* To do:
Could you reproduce all the entries under this sentence exactly, leaving the images aside?

[Image-grounded pointing data]
-=-=-=-=-

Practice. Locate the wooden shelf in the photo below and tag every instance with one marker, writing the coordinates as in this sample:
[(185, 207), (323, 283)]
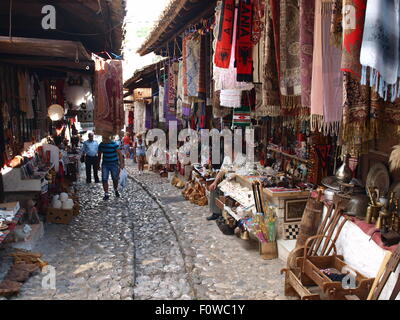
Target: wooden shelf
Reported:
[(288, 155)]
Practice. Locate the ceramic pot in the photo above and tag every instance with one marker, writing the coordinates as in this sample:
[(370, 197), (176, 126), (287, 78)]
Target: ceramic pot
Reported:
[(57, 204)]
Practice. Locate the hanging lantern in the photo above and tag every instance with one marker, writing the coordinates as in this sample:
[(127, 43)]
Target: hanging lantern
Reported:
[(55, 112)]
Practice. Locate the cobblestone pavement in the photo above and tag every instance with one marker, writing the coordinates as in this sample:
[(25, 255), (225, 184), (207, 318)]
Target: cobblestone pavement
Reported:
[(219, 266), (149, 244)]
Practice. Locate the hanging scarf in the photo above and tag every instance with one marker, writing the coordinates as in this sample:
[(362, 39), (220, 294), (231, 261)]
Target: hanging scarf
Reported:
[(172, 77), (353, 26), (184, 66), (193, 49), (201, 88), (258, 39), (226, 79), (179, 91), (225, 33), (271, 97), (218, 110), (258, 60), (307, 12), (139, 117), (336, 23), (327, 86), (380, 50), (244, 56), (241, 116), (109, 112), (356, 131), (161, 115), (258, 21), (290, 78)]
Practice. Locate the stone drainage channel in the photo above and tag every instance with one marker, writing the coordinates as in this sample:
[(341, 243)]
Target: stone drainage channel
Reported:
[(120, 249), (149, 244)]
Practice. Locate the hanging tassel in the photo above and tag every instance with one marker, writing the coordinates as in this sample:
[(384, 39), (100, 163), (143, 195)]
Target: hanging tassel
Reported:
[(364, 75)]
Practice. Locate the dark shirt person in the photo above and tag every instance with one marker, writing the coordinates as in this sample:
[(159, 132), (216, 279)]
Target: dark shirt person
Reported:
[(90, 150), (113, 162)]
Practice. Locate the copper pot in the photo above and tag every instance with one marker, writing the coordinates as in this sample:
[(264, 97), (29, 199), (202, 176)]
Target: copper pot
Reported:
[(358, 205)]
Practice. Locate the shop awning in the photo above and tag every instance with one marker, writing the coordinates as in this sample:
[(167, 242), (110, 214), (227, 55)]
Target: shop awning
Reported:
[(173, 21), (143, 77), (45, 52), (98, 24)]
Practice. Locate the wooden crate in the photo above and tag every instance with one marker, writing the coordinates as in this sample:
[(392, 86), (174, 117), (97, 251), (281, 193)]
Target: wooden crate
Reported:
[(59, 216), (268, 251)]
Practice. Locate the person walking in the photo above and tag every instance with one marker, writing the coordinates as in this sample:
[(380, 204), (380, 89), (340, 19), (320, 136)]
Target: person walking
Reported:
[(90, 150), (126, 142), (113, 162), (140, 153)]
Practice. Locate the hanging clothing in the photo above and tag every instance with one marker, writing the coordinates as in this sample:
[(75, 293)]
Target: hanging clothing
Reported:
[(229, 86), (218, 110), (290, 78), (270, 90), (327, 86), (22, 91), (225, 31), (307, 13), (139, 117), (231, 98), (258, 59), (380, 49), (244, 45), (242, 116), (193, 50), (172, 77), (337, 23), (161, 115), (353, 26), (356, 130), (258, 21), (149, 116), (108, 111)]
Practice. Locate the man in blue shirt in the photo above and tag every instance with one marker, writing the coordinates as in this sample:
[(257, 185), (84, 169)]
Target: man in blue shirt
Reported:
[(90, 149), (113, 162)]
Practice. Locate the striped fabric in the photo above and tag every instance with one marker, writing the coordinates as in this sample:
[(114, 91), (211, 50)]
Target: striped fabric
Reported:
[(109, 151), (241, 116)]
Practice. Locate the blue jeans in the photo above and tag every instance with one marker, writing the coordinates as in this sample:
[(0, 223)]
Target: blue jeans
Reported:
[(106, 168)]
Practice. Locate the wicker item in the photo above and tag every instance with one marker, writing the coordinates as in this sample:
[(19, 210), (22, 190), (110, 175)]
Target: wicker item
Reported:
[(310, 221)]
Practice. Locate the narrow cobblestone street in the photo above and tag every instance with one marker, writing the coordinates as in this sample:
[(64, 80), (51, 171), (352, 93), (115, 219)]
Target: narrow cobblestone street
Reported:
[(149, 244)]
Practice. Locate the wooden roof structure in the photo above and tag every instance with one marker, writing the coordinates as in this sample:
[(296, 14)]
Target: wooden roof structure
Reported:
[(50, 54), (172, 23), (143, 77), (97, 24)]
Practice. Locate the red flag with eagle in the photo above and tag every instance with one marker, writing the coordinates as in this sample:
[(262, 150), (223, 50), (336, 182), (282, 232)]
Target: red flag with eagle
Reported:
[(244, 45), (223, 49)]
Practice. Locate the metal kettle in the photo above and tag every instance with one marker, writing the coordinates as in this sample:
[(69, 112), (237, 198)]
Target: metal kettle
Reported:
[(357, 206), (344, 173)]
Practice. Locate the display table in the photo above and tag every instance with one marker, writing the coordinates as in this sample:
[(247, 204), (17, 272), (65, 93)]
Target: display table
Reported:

-=-=-=-=-

* Result of the exercise:
Practice. Locate the wooden shelf in the photo below and tag every instance with one marker, writing the coordinates as in this sample:
[(185, 207), (323, 283)]
Target: wooden shelf
Reported:
[(288, 155)]
Practice. Locate the ceramic pot in the photo above and tag every instance with one marker, writing the coordinates as in this sample:
[(370, 197), (176, 126), (287, 78)]
Target: ceramic pot
Reported:
[(57, 204)]
Practice. Locate the hanging lantern in the photo above and tag every instance with one marker, writing the coordinates as in this sample:
[(127, 43)]
Target: hanging lantern
Reported:
[(55, 112)]
Practice. Locate the cobblestone pavement in the photo above and tag every instance with one marker, writing the coordinates as in this sample:
[(25, 255), (225, 184), (207, 318)]
Target: cobblestone pavement
Reported:
[(219, 266), (149, 244)]
Practice. Locate the hanging scarf in the photo above and tag every instance with one marker, writing the coordinates as in this sample:
[(362, 39), (220, 294), (231, 261)]
Target: hanging scarf
Reported:
[(172, 77), (353, 26), (184, 66), (193, 49), (201, 88), (258, 39), (226, 79), (179, 91), (225, 33), (271, 97), (218, 110), (258, 60), (307, 12), (139, 117), (336, 23), (327, 86), (380, 50), (244, 56), (241, 116), (109, 112), (356, 131), (161, 115), (258, 21), (290, 78)]
Practice. Locate the stone drainage channel in the photo above and tag every instance with one marker, writing the coordinates as in this sample:
[(341, 243)]
Target: stone drainage channel
Reported:
[(120, 249), (149, 244)]
Practice. Locate the hanging tassel in the photo above and tag every instance with one marker, writing the coordinates as in this sample:
[(384, 39), (100, 163), (143, 195)]
Target: hanging tassel
Reported:
[(364, 75)]
Practice. Locate the dark shirt person in the photo above and tag every instance with one marker, writing the coordinates as in this sample:
[(159, 132), (216, 279)]
Target: dark shirt person
Reported:
[(90, 150), (113, 162)]
Practice. Locate the copper pot in the photo above and tag every instance with one marker, writing the coordinates as in this sample:
[(264, 97), (29, 199), (202, 176)]
Target: copper pot
Reported:
[(358, 205)]
Practice. Locate the shop awning in the photo above and tag every instance with one marker, writing the coordinates as in this sample:
[(167, 242), (110, 214), (227, 55)]
Target: shop awning
Reported:
[(173, 21), (143, 77), (45, 52), (98, 24)]
Practice. Locate the wooden crate in the photo above and tag every instance with one marker, writing the coordinates as in this sample:
[(392, 86), (174, 117), (97, 251), (281, 193)]
Target: wooden crate
Reported:
[(59, 216), (268, 251)]
Practice. Locate the person walking in the photo above and tag every instance with one marker, writing the coordinates as in this sample:
[(380, 204), (380, 89), (340, 19), (320, 136)]
Target: person walking
Reported:
[(90, 150), (126, 142), (113, 162), (140, 153)]
Practice. Locate the hanging clothing in the photo above and tag every instance with one marker, writing the coordinates as in this sample:
[(75, 293)]
Target: hanging clothing
Reported:
[(229, 86), (218, 110), (290, 78), (270, 90), (327, 86), (22, 91), (225, 31), (307, 13), (139, 117), (231, 98), (258, 59), (380, 49), (244, 45), (242, 116), (193, 50), (172, 77), (337, 23), (161, 115), (353, 26), (356, 130), (258, 21), (149, 116), (108, 111)]
Practice. Locate the man in blue shirt in the photo above and tag every instance with one marker, writing the coordinates as in this sample:
[(257, 185), (84, 169)]
Target: man in blue shirt
Reported:
[(90, 149), (113, 162)]
Practice. Locate the striped fabric in the photo above and tag every instance with one marker, writing the coordinates as in this sample:
[(114, 91), (211, 50)]
Target: striped fabric
Reported:
[(109, 151), (241, 116)]
Practice. Locate the blue jeans in the photo above and tag every instance with one marker, writing the coordinates as in this sample:
[(0, 223)]
Target: blue jeans
Reported:
[(106, 168)]
Practice. Locate the wicker item in the photo above and tag every instance with one marker, writing the coordinates as in this sample:
[(19, 210), (22, 190), (110, 175)]
Target: wicker item
Reported:
[(310, 221)]
Practice. Locate the narrow cobblestone street in the photo above and tag every instance with one marker, writing the coordinates as in this sample:
[(64, 80), (51, 171), (352, 93), (115, 219)]
Target: narrow cobblestone street
Reported:
[(149, 244)]
Practice. Locate the wooden roof structure in the photo above and tag every instance with one marker, writing the coordinates as in this sample:
[(296, 14)]
Target: wooden roof structure
Reported:
[(50, 54), (172, 23), (143, 77), (97, 24)]
Practice. Locate the red flag with eagle in the photo above and tag every instance with one marker, writing the coordinates as in this sample:
[(262, 150), (223, 50), (336, 182), (282, 232)]
Target: red flag with eagle
Reported:
[(244, 45), (223, 49)]
Practice. Locate the metal kettle in the photo above and tag every instance with one marker, writing the coordinates as in this sample:
[(69, 112), (237, 198)]
Target: metal kettle
Reported:
[(357, 206), (344, 173)]
Practice. Locate the display table in the photo above and tag every instance with one marker, writing the coordinates as in this sample:
[(247, 204), (17, 272), (65, 93)]
Target: display table
Reported:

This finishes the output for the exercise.